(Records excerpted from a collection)
________________________
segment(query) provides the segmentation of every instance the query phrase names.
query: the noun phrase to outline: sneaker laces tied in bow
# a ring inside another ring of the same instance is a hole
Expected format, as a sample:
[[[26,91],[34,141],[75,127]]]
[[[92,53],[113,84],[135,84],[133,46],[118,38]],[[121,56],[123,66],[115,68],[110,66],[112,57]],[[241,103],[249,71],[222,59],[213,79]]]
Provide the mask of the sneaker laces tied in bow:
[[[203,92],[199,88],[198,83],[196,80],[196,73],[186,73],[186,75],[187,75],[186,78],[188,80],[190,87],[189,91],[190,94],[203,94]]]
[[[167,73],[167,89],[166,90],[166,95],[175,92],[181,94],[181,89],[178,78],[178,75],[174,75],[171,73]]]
________________________
Can you rewrite the material with "sneaker" swapped for "boot" wherever it occurs, leaving everything else unchanged?

#### [OUTPUT FOR THIS TASK]
segment(query) provides the segmentation of every instance the query phrase names.
query: the noun phrase to outline: boot laces tied in bow
# a ring inside another ring of the same instance is a hole
Expected format, as a sample:
[[[26,91],[34,141],[75,127]]]
[[[92,53],[113,84],[135,84],[133,46],[118,38]],[[121,56],[123,66],[115,68],[110,66],[112,57]],[[241,103],[249,71],[222,59],[213,79]]]
Provide the mask of the boot laces tied in bow:
[[[203,92],[199,88],[198,83],[196,80],[196,73],[186,73],[186,75],[187,75],[186,78],[188,80],[190,87],[189,91],[190,94],[203,94]]]
[[[167,73],[167,89],[166,90],[166,95],[175,92],[181,94],[181,89],[178,78],[178,75],[174,75],[171,73]]]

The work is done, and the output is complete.